◆ MATERIAL SUPPLIED ◆
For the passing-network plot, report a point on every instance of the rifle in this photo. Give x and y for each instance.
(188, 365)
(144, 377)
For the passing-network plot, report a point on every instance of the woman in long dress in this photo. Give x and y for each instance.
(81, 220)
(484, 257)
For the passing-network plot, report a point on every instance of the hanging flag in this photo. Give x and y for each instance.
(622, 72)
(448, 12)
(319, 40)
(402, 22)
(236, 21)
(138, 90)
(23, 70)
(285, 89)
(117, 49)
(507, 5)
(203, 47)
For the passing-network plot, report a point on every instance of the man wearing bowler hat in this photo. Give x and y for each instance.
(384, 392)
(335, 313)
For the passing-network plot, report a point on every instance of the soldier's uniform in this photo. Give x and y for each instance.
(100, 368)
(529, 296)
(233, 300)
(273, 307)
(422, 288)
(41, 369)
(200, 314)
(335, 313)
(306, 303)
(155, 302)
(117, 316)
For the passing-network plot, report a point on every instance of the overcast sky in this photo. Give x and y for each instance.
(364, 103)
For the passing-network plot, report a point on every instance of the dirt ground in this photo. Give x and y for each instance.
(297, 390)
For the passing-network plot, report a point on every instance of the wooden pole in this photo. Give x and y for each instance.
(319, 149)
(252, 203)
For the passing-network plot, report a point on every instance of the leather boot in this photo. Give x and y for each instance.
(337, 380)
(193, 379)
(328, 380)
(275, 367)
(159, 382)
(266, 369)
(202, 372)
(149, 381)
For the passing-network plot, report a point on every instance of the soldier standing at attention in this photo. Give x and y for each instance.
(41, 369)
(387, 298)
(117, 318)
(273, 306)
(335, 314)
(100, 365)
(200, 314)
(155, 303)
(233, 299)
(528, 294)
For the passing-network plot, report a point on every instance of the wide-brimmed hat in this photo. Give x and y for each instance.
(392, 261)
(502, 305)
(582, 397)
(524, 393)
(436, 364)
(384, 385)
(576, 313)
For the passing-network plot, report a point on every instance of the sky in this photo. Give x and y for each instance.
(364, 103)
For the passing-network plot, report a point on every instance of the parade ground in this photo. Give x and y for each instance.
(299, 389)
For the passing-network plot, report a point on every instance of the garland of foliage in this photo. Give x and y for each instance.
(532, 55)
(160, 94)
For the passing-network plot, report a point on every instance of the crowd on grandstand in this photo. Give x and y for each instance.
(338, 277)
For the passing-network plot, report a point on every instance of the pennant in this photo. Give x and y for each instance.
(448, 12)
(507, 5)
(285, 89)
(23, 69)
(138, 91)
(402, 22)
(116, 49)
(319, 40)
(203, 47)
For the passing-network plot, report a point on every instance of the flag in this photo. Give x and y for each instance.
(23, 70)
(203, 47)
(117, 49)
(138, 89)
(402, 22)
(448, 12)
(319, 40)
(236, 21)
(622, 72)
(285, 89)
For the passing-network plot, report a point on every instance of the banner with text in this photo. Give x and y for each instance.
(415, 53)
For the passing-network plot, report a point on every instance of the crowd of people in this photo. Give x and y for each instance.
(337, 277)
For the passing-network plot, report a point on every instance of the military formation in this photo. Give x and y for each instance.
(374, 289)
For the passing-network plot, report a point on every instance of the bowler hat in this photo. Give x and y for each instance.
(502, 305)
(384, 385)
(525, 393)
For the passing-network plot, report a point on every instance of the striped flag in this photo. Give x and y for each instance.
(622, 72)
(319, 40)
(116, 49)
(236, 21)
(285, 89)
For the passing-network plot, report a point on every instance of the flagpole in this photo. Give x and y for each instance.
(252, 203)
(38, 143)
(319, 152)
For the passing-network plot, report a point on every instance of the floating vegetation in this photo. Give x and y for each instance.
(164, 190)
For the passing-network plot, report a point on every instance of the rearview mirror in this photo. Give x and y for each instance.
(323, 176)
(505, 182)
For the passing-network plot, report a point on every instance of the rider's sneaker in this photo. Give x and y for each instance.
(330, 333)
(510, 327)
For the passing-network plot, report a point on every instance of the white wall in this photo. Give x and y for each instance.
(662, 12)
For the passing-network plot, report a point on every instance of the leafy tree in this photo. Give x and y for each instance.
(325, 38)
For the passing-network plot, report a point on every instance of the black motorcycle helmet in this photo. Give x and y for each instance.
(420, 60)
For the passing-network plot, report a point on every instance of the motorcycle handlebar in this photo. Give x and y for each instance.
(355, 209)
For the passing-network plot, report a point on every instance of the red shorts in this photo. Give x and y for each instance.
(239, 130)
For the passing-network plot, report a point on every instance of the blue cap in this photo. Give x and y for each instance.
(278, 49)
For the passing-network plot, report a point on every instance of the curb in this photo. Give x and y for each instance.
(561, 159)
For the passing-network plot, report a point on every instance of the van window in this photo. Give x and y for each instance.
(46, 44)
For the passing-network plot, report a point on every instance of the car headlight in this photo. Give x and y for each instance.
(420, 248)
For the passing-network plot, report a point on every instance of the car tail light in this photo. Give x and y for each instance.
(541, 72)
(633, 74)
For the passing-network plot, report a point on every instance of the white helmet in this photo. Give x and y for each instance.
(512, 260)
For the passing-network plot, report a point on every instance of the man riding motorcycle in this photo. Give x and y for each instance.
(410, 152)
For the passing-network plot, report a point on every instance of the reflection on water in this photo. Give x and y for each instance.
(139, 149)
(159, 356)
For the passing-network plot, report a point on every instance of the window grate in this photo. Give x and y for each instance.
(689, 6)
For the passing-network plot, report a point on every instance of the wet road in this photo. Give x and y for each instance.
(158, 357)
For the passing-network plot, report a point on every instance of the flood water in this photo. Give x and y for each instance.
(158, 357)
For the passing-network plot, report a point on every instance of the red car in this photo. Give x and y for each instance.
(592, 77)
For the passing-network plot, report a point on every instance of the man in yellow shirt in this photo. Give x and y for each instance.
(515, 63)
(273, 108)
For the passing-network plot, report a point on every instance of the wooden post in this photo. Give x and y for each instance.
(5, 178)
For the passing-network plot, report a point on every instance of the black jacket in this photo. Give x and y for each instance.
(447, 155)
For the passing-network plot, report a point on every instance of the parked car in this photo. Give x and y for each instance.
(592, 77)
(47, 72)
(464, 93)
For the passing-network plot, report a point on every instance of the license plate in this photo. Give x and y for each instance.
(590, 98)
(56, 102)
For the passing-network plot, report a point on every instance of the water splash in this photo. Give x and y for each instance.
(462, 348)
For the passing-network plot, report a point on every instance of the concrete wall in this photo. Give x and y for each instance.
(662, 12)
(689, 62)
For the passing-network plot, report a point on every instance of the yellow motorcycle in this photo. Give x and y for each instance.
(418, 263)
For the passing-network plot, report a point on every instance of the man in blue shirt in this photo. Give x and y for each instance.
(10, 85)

◆ EXERCISE GOAL ◆
Change each occurrence of "passing-network plot" in the records above to "scene annotation", and write out all the records again with nothing else altered.

◆ RESULT ◆
For the scene annotation, report a point on every instance of the rifle in this photo. Give x and y for each instance.
(188, 365)
(144, 377)
For the scene annotation, report a point on every instance of the woman in long dress in this photo. Give x and y for each instance.
(81, 220)
(484, 257)
For the scene annotation, report a point on every instance of the hanging flag in this photo. Give x and y for each instance.
(622, 72)
(448, 12)
(319, 40)
(402, 22)
(236, 21)
(138, 90)
(23, 70)
(285, 89)
(117, 49)
(507, 5)
(203, 47)
For the scene annotation, report a point on every instance of the man wearing bowler hat in this photo. Give x and y for each instance.
(384, 392)
(335, 313)
For the scene annotation, report a point on every instance of the soldier's uniform in this photo. Give x and y for each instance.
(100, 368)
(529, 296)
(233, 300)
(273, 307)
(422, 288)
(41, 369)
(200, 314)
(335, 313)
(306, 303)
(155, 302)
(117, 316)
For the scene annotation, report a point on every instance of the overcast sky in this photo. Give x and y for each instance.
(364, 103)
For the scene annotation, report a point on every instance of the dirt ground in this photo. Give x and y for each instance.
(297, 390)
For the scene annotation, report a point on every instance of the wooden pole in this photo. Give x and y for each instance.
(319, 149)
(252, 203)
For the scene annotation, report a point on every instance of the leather boot in this photo. Give x and y for each instance.
(337, 380)
(193, 379)
(328, 380)
(275, 367)
(159, 382)
(266, 369)
(202, 372)
(149, 381)
For the scene annotation, report a point on every instance of the soldier standing at attention in this photo. Give x and y for each instance.
(41, 369)
(387, 298)
(117, 318)
(273, 306)
(335, 314)
(100, 365)
(200, 314)
(155, 303)
(233, 299)
(528, 294)
For the scene annotation, report a point on every instance of the wide-brimmed hat in this photo. Give x and y for each instance.
(392, 261)
(502, 305)
(582, 397)
(524, 393)
(436, 364)
(384, 385)
(576, 313)
For the scene annotation, report a point on every instance of the sky in this photo. Give x and y for each instance.
(364, 103)
For the scene annotation, report a point on every instance of the parade ground in this photo. Give x and y for each instance.
(299, 389)
For the scene annotation, report a point on every instance of the garland of foliage in this photo. Give x and y for each instance.
(532, 55)
(160, 94)
For the scene annotation, report a point on every instance of the crowd on grandstand in this photo. Give x and y for each instance.
(338, 277)
For the scene annotation, report a point on every instance of the pennant in this photo. Give x and y for each instance.
(448, 12)
(507, 5)
(285, 89)
(23, 69)
(138, 91)
(402, 22)
(116, 49)
(319, 40)
(203, 47)
For the scene annotation, report a point on every instance of the flag in this photo. Give x and y for each instance.
(23, 70)
(203, 47)
(117, 49)
(138, 89)
(402, 22)
(448, 12)
(319, 40)
(236, 21)
(622, 72)
(285, 89)
For the scene annotation, report a point on every instance of the banner with text in this photo. Give x and y for each instance.
(415, 53)
For the scene annotation, report a point on every instance of the crowd of people in this photo. Give x and y for each instance.
(337, 277)
For the scene annotation, report a point on every instance of the military formation in this photo. Give x and y for each instance.
(374, 289)
For the scene annotation, report a point on every instance of the bowler hat in this photo. Give x and y for each instance.
(502, 305)
(384, 385)
(525, 393)
For the scene annotation, report a point on every instance of the striped flag in this photo. Give x and y for each instance.
(622, 72)
(319, 40)
(116, 49)
(236, 21)
(285, 89)
For the scene annotation, report a point on every instance of the flagpole in this photo. Give x and y for each instance.
(252, 203)
(38, 143)
(319, 152)
For the scene annotation, report a point on every instance of the floating vegetation in this photo. Give x and y for each instance.
(164, 190)
For the scene annotation, report a point on every instance of the rearview mirror in this photo. Give x and y for each instance.
(323, 176)
(505, 182)
For the scene annotation, report a point on every instance of the rider's sneaker in this photo. Give x and y for each instance.
(330, 333)
(510, 327)
For the scene annotation, report a point on every instance of the white wall in this photo. Give x and y for each instance.
(662, 12)
For the scene annotation, report a point on every instance of the leafy tree in this photo. Give x and y for each instance.
(325, 38)
For the scene annotation, report a point on every instance of the black motorcycle helmet in this photo. Give x and y for each instance.
(420, 60)
For the scene annotation, report a point on every instance of the motorcycle handlebar in this photo. Give x and y for each instance.
(355, 209)
For the scene annotation, report a point on every instance of the red shorts in this photo. Give x and y for each instance.
(239, 130)
For the scene annotation, report a point on every instance of the blue cap in this photo. Give x and y for each instance.
(278, 49)
For the scene annotation, report a point on every instance of the curb in this photo. Give x and y for each instance.
(561, 159)
For the scene annotation, report a point on every instance of the van window in this photo. Give x and y for each instance.
(46, 44)
For the scene annotation, report a point on every instance of the car headlight in this photo. Give x and y for each instance.
(420, 248)
For the scene annotation, report a point on every instance of the car tail light in this photo. Give x and y for each instance.
(541, 72)
(633, 74)
For the scene annotation, report a point on every instance of the white helmet in this photo. Give x and y for each instance.
(512, 260)
For the scene annotation, report a point on every instance of the man riding motorcycle in this photo. Give x and y for each instance.
(410, 152)
For the scene annotation, report a point on every instance of the reflection on water in this photo. Give x and y for each instance.
(139, 149)
(159, 356)
For the scene annotation, report a point on every instance of the window grate in this photo. Give x and y for each instance.
(689, 6)
For the scene annotation, report a point on every instance of the wet road in this photo. Give x and y for each instance.
(158, 357)
For the scene annotation, report a point on every instance of the flood water in this photo. Give x and y for each instance.
(158, 357)
For the scene annotation, report a point on every instance of the red car in this photo. Give x and y for each instance.
(592, 77)
For the scene annotation, report a point on every instance of the man in yellow shirt in this photo. Give x and y for each instance.
(515, 63)
(273, 108)
For the scene annotation, report a point on every instance of the wooden post in this photo. Give x and y for each instance.
(5, 178)
For the scene annotation, report a point on every instance of the black jacket in this photo. Give x and y for each instance.
(447, 155)
For the scene annotation, report a point on every instance of the parked car in this photo. Give x and y for each instance.
(592, 77)
(47, 72)
(464, 93)
For the scene annotation, report a point on every instance of the license plate in this photo. Give x and y for each instance.
(590, 98)
(56, 102)
For the scene annotation, report a point on every instance of the water splash in this photo. Give x and y for each instance.
(462, 348)
For the scene annotation, report a point on every instance of the concrete wall in this photo. Give x and y for each instance.
(662, 12)
(689, 62)
For the scene annotation, report a point on every instance of the yellow motorcycle in this photo. Give x and y for each instance.
(418, 263)
For the scene annotation, report a point on every instance of the man in blue shirt in this photo. Give x and y for each instance.
(10, 85)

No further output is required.